WHAT IS BEING ASKED:
Carry on the piece about interaural cues from the point where it stops.

SELECTED EXCERPT:

╭──

Interaural Cues

Goal

Understand interaural cues.

Interaural Cues

We have an astonishing ability to locate a sound source even with our eyes closed. We do this through 3 key effects.

Level differences
Timing differences
Spectral differences

These differences or "cues" to our brain are called interaural cues with "inter" being latin for "between, among, within, into" and aural being latin "auralis" for "ear". A sound between the ears. The exception being spectral cues as these only require a single ear.

In general sound can be louder in one ear than the other, sound can hit one ear before another, and sound can be altered by a single ear depending on the direction it arrives from. The first two give us the ability to detect horizontal changes in sound and the last one gives us the ability to detect vertical changes in sound.

Interaural Intensity Differences (IID)

We can tell where a sound is based on if the sound is more intense in one ear than the other. Remember that in acoustics intensity means power over an area specifically, in the case of hearing, how much it shakes your ear drum and causes fluid in your cochlea to move. If one ear is moving more than the other then there is a good chance the sound is coming from the direction of the greater movement. This difference is called the interaural intensity difference or IID.

In audio IIDs can happen in various ways. The most prominent are perhaps stereo panning and equalization.

Stereo Panning

When we pan a sound the idea is to fool the brain into thinking the sound is coming from the left or the right by making the sound louder on the left or the right respectively. If the sound is the same in both ears then it must be directly ahead or behind us. If we have two audio channels that have our signal then we can do a few different things.

Play the same signal in both channels to give the impression it is directly in front.
Turn down the sound in one of the channels making the other one seem louder. Hence it seems to come from the louder direction.
Turn up the sound in one of the channels making the other one seem softer. Hence it seems to come from the louder direction.

╰──

DATASET RECORDS:

╭──

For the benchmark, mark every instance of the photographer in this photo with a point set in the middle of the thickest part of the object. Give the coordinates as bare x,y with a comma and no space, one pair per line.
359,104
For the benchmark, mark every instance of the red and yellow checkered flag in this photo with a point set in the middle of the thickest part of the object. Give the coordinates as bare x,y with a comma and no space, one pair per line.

╰──
╭──

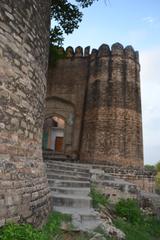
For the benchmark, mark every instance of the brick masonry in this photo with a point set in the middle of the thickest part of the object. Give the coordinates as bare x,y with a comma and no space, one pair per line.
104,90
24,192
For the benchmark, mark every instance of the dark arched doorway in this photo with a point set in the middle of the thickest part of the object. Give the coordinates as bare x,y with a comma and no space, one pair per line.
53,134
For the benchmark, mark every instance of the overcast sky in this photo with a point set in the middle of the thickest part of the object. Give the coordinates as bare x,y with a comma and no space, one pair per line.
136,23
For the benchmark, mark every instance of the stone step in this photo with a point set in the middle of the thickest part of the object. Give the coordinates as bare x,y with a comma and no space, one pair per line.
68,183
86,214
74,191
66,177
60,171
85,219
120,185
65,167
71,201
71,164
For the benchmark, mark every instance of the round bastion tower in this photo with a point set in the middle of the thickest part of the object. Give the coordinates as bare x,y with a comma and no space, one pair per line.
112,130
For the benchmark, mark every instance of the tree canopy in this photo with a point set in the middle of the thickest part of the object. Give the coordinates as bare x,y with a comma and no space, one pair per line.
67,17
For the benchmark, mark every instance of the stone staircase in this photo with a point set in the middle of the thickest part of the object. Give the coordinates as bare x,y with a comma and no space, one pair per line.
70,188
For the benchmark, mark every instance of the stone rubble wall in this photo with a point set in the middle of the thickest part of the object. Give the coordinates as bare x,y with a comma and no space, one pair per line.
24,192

╰──

REPLY TO THE TASK:
In the simplest form of panning we take the audio we want left and pan it left and the audio we want right and pan it right. So if we turn up or down the left fader it will change the signal in the left speaker. Likewise if we turn up or down the right fader it will turn up or down the right signal. In this situation the levels are subtractive or additive based on how we use the faders.

There is an issue with such a simple approach. If the goal is that as we move the pan knobs the sound appears to move to the left or right we must also consider the sounds intensity as we change the levels of the left and right. Do we wish it to maintain its loudness as it is panned? If the wave is correlated and panned through both the left and right there will be a 6 dB_SPL boost (in ideal conditions) when in the middle and it will loose this boost as it is panned one direction or the other making the middle louder than the other directions.

This introduces the concept of a panning law. The idea is as we pan from one direction to another we change the levels in booth channels in such a way as to give the impression it is equally loud in any given direction. This way we can place a sound in a mix and then use the fader to adjust its level. The most common pan laws are the circular pan law (constant power pan law), triangular pan law (linear pan law) and the 4.5 dB pan law. Some systems allow you to specify a specific level you may want to have such as Reaper.

The different levels for the various pan laws exist depending on the expected room. Most rooms and environments do not sum ideally hence they are closer to a 3dB boost and act as uncorrelated sound. The 4.5dB is a middle ground and the triangular pan law acts exactly as we would expect, having a boost in the middle with the sides sounding softer.

Warning about panning

How panning is implemented in a DAW or console however, can be very different and can have consequences. This is because there is another layer of complexity. We must also consider if we want the pan to work with the left and right channels separately or together. If we pan hard left should the right totally disappear? Or should some of the right make its way into the left channel? For example if the left is playing 2 notes and the right is playing 2 notes and we pan it, should we hear all 4 notes as we pan in a given direction? How should the balance change between them? What would best represent our stereo image?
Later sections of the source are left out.